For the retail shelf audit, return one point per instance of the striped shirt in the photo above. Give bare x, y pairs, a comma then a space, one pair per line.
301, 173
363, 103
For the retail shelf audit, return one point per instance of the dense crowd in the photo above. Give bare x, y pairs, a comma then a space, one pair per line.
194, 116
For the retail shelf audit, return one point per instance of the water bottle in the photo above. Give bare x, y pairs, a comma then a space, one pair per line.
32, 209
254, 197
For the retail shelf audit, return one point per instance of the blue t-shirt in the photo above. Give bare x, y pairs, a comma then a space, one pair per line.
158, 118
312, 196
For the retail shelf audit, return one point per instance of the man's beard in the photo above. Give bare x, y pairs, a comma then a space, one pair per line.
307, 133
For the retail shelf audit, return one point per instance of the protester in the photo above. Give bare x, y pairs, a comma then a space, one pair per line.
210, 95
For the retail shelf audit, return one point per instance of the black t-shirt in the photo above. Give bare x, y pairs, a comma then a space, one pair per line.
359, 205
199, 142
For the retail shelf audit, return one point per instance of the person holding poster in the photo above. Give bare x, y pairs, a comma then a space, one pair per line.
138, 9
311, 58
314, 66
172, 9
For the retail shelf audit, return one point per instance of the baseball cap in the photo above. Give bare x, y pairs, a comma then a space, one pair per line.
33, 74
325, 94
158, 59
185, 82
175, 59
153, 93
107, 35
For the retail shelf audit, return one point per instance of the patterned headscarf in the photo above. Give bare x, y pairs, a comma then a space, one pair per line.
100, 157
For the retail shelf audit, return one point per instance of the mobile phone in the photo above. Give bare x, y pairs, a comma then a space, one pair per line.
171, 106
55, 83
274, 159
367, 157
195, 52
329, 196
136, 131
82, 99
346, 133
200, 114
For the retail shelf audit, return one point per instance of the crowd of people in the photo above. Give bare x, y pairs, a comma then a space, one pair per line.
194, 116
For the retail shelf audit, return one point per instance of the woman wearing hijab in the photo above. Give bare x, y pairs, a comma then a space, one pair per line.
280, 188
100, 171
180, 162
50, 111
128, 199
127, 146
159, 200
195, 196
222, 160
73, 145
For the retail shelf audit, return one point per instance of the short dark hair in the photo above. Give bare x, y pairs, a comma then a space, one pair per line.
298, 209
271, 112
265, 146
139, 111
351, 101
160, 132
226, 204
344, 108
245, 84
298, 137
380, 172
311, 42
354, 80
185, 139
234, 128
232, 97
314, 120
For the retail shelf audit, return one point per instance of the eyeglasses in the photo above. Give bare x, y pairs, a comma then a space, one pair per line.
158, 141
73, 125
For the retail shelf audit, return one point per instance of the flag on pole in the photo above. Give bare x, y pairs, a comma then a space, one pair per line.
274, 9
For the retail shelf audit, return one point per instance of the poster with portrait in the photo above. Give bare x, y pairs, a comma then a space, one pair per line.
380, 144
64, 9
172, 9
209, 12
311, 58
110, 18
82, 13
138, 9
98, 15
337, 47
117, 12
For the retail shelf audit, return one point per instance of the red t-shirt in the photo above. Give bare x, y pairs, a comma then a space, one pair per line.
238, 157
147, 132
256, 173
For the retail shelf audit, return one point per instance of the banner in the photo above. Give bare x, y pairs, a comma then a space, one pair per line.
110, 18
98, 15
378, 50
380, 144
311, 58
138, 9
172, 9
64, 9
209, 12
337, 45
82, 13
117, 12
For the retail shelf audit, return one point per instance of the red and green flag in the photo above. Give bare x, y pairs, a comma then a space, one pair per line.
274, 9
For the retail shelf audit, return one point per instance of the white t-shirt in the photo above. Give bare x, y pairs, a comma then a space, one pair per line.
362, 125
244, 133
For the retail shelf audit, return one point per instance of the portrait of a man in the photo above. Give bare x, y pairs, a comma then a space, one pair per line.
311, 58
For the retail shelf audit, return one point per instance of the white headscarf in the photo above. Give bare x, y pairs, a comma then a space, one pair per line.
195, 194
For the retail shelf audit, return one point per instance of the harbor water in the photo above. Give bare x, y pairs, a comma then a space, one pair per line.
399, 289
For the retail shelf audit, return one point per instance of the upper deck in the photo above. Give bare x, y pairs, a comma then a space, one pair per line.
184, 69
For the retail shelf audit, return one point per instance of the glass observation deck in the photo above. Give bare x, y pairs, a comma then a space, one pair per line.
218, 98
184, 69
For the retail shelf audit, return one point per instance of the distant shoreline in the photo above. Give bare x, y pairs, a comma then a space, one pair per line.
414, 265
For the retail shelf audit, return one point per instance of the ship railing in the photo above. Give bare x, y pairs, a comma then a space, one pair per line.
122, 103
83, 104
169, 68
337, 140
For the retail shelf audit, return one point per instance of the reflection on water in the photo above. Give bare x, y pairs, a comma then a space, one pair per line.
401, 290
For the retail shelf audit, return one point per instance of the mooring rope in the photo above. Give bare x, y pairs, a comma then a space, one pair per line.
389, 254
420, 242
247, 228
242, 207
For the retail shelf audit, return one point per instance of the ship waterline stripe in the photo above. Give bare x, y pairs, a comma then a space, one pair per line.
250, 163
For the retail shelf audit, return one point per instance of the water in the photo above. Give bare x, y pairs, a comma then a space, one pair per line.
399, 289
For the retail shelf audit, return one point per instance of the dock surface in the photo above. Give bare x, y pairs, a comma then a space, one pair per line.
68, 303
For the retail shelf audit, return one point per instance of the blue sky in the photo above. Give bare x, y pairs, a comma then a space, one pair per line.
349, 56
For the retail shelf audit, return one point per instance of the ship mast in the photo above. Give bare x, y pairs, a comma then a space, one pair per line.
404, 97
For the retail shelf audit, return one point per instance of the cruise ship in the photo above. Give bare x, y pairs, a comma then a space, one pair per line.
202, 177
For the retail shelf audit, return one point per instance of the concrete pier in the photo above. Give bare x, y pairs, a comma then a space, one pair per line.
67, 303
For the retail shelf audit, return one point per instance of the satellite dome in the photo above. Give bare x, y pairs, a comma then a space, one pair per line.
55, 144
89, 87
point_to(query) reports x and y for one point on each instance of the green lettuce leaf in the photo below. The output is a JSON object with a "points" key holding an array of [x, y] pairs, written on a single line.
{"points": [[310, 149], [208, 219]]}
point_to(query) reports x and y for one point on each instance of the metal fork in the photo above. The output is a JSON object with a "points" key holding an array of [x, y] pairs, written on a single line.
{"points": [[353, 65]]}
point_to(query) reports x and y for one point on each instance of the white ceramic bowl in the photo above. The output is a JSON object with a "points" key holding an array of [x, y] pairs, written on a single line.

> Instructions for the task: Send back every entry precisely as given.

> Response box:
For the retail shelf audit, return one point per instance of the striped shirt in the photo above. Give bare x, y pairs, a comma then a space, one pair per line.
301, 173
363, 103
For the retail shelf audit, return one point per instance of the dense crowd in the photo above. Give bare x, y pairs, a comma then a space, one pair per line.
194, 116
For the retail shelf audit, return one point per instance of the water bottle in the photo above. Give bare x, y pairs, a comma then a space, one pair per line.
32, 209
254, 197
For the retail shelf audit, return one point per instance of the blue t-shirt in the photo above. Give bare x, y pairs, a comma then a space, one pair per line.
158, 118
312, 196
For the retail shelf audit, return one point per instance of the man's beard in the photo above. Give bare x, y pairs, a comma then a space, one pair per line.
307, 133
For the retail shelf audit, return one point per instance of the protester in the photo above. Give bare x, y pairs, a comma then a space, one pair per line.
210, 95
For the retail shelf audit, return one point per instance of the black t-shirt in the photo above. Give bare x, y pairs, a comma then a space, one pair per line.
359, 205
199, 142
For the retail shelf audit, return one point per instance of the person holding poster in the photo above. Give bare x, y pairs, a comma then a space, one pair per line.
138, 9
311, 58
314, 66
172, 9
For the retail shelf audit, return one point per instance of the baseball cap in the photo above. Give bare x, y pairs, a comma then a space, one pair per line.
33, 74
325, 94
158, 59
185, 82
175, 59
153, 93
107, 35
For the retail shelf audit, return one point per instance of the patterned headscarf in the photo above. Give bare x, y pairs, a comma then a space, one pair per line.
100, 157
For the retail shelf audit, return one point per instance of the mobile phone in the photo above. Give bare x, y pairs, a comma then a space, one pair per line.
171, 106
55, 83
274, 159
367, 157
195, 52
329, 196
136, 131
82, 99
346, 133
200, 114
For the retail shelf audit, return one point per instance of the crowd of people in the photo above. Give bare x, y pairs, a comma then a space, one pair per line.
194, 116
For the retail shelf audit, return one point per instance of the woman wearing hijab in the photo above. Give bare x, y pairs, a comma then a space, one pair per line.
280, 188
100, 171
180, 162
50, 111
128, 199
127, 146
159, 200
195, 196
222, 160
73, 145
For the retail shelf audit, return one point per instance of the short dark hair in the photo above. Give bare x, y pairs, a comma then a space, one pair per line.
298, 209
271, 112
265, 146
139, 111
351, 101
160, 132
226, 204
344, 108
245, 84
298, 137
380, 172
311, 42
354, 80
185, 139
234, 128
232, 97
314, 120
For the retail shelf audit, return one point per instance of the eyeglasses in the photo above. Give bare x, y pairs, a comma then a space, one pair per line.
158, 141
73, 125
For the retail shelf audit, return one point per instance of the flag on pole in the photo above. Give bare x, y pairs, a comma then a space, one pair per line.
274, 9
For the retail shelf audit, return one point per instance of the poster with portrait in the photo above. Give bare x, y pairs, a comma then a space, one pair per line.
380, 144
64, 9
172, 9
209, 12
311, 58
110, 18
82, 13
138, 9
98, 15
337, 47
117, 12
For the retail shelf audit, return one point per instance of the red t-shirt in the photo above. Give bare x, y pairs, a comma then a space, one pair per line.
238, 157
147, 132
256, 173
For the retail shelf audit, return one point per instance of the banner in the photo above. Give bare x, y pairs, a comma then a space, one pair per line.
110, 18
98, 15
378, 50
380, 144
311, 58
138, 9
172, 9
64, 9
209, 12
337, 45
82, 13
117, 12
For the retail shelf audit, return one point per instance of the red and green flag in the photo above. Give bare x, y pairs, a comma then a space, one pair per line.
274, 9
For the retail shelf audit, return one point per instance of the white t-shirt in the photo above. Give bare x, y pairs, a comma then a space, one pair per line.
362, 125
244, 133
For the retail shelf audit, return one point per instance of the portrait of a man in the photo above. Give bare x, y pairs, a comma then a space, one pair per line.
311, 58
For the retail shelf audit, return one point per instance of the white headscarf in the photo above. Give bare x, y pairs, a comma then a space, one pair per line.
195, 194
For the retail shelf audit, return one point per instance of the harbor water in the photo above. Give bare x, y pairs, a comma then a space, one pair per line.
399, 289
For the retail shelf audit, return one point per instance of the upper deck in the photo above. Give bare x, y pairs, a comma then a space, one pair per line.
184, 69
For the retail shelf audit, return one point per instance of the glass observation deck in the photo above. Give bare x, y pairs, a comma then a space, one pair per line.
218, 98
184, 69
For the retail shelf audit, return one point per instance of the distant shoreline in the photo above. Give bare x, y pairs, a comma then a space, one pair per line.
414, 265
For the retail shelf audit, return one point per instance of the ship railing in the photo above. Give bare x, y pairs, a comma then a space, one pair per line.
122, 103
83, 104
169, 68
337, 140
For the retail shelf audit, return one point per instance of the reflection on water in the photo above. Give bare x, y pairs, a comma then a space, one pair per line.
401, 290
For the retail shelf audit, return one point per instance of the mooring rope in the photo above. Give bare x, y pairs, a comma then a space, one pair per line.
389, 254
420, 242
247, 228
242, 207
For the retail shelf audit, return one point per instance of the ship waterline stripe in the photo above. Give bare x, y pairs, a comma then a space, one pair per line.
250, 163
For the retail shelf audit, return one point per instance of the water in the photo above. Give bare x, y pairs, a comma then a space, one pair per line.
399, 289
For the retail shelf audit, return one point per instance of the dock surface in the photo above. Give bare x, y pairs, a comma then a space, one pair per line.
68, 303
For the retail shelf audit, return one point per instance of the blue sky in the photo above. Give bare x, y pairs, a comma then a space, one pair per line.
349, 56
For the retail shelf audit, return one point per instance of the ship mast in the photo above. Give bare x, y pairs, a comma then a space, one pair per line.
404, 97
For the retail shelf audit, return one point per instance of the cruise ship in the photo above. Give bare x, y pairs, a comma then a space, one pair per line.
202, 177
For the retail shelf audit, return one point per instance of the concrete pier in the photo above. Give bare x, y pairs, a comma then a space, one pair per line.
67, 303
For the retail shelf audit, return one point per instance of the satellite dome in the photo above. Give bare x, y pairs, a comma then a space, one pair per line.
55, 144
89, 87
point_to(query) reports x and y for one point on each instance of the green lettuce leaf in the photo below. The output is a JSON object with a "points" key holding an array of [x, y] pairs, written on a single line.
{"points": [[310, 149], [208, 219]]}
point_to(query) reports x and y for one point on each instance of the metal fork in the photo above. The output is a JSON object with a "points" key holding an array of [x, y] pairs, written on a single line.
{"points": [[353, 65]]}
point_to(query) reports x and y for one point on each instance of the white ceramic bowl in the photo above. The output is a JSON object with a "points" key holding an array of [x, y] pairs, written on a single line.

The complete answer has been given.